David Hildenbrand <da...@redhat.com> wrote:
> On 06.07.23 10:15, Juan Quintela wrote:
>> David Hildenbrand <da...@redhat.com> wrote:
>>> Already when starting QEMU we perform one system reset that ends up
>>> triggering virtio_mem_unplug_all() with no actual memory plugged yet.
>>> That, in turn will trigger ram_block_discard_range() and perform some
>>> other actions that are not required in that case.
>>>
>>> Let's optimize virtio_mem_unplug_all() for the case that no memory is
>>> plugged. This will be beneficial for x-ignore-shared support as well.
>>>
>>> Tested-by: Mario Casquero <mcasq...@redhat.com>
>>> Signed-off-by: David Hildenbrand <da...@redhat.com>
>> It works, so ...
>> Reviewed-by: Juan Quintela <quint...@redhat.com>
>
> Thanks!
>
> [...]
>
>>> +        bitmap_clear(vmem->bitmap, 0, vmem->bitmap_size);
>>>           vmem->size = 0;
>>>           notifier_list_notify(&vmem->size_change_notifiers, &vmem->size);
>>>       }
>>> +
>>>       trace_virtio_mem_unplugged_all();
>>>       virtio_mem_resize_usable_region(vmem, vmem->requested_size, true);
>>>       return 0;
>> Once that we are here.  Do you remember _why_ do we allow virtio-mem
>> plug/unplug in the middle of a migration.

══════

**SET EXERCISE 1:**
In the patch review, which function is optimized for the case where no memory is plugged?
**SET EXERCISE 2:**
Duplicate the segmentation dataset rows line for line, leaving the picture out of your copy.
The patch review and the segmentation rows are unrelated to each other.

**Segmentation dataset records:**
══════

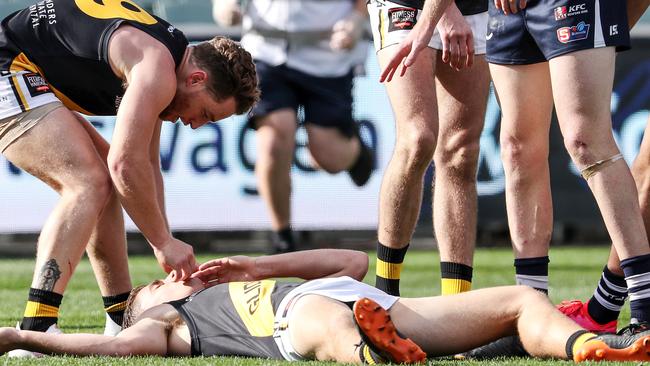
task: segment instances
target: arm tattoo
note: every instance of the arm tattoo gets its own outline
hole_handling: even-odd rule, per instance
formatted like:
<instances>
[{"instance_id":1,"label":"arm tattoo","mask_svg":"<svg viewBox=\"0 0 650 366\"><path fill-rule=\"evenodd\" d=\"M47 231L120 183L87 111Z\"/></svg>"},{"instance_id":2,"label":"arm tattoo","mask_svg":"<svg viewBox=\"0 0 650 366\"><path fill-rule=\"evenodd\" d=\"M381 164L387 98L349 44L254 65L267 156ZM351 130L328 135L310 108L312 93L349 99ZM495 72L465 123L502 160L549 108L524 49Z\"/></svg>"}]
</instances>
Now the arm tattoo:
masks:
<instances>
[{"instance_id":1,"label":"arm tattoo","mask_svg":"<svg viewBox=\"0 0 650 366\"><path fill-rule=\"evenodd\" d=\"M56 260L50 259L41 268L39 288L45 291L53 291L56 281L61 278L61 270Z\"/></svg>"}]
</instances>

══════

**RESULT 1:**
virtio_mem_unplug_all()

**RESULT 2:**
task: segment instances
target: arm tattoo
note: every instance of the arm tattoo gets its own outline
hole_handling: even-odd rule, per instance
formatted like:
<instances>
[{"instance_id":1,"label":"arm tattoo","mask_svg":"<svg viewBox=\"0 0 650 366\"><path fill-rule=\"evenodd\" d=\"M47 231L120 183L87 111Z\"/></svg>"},{"instance_id":2,"label":"arm tattoo","mask_svg":"<svg viewBox=\"0 0 650 366\"><path fill-rule=\"evenodd\" d=\"M381 164L387 98L349 44L254 65L267 156ZM351 130L328 135L310 108L312 93L349 99ZM495 72L465 123L502 160L549 108L524 49Z\"/></svg>"}]
</instances>
Now the arm tattoo:
masks:
<instances>
[{"instance_id":1,"label":"arm tattoo","mask_svg":"<svg viewBox=\"0 0 650 366\"><path fill-rule=\"evenodd\" d=\"M56 260L50 259L41 268L39 288L45 291L53 291L56 281L61 278L61 270Z\"/></svg>"}]
</instances>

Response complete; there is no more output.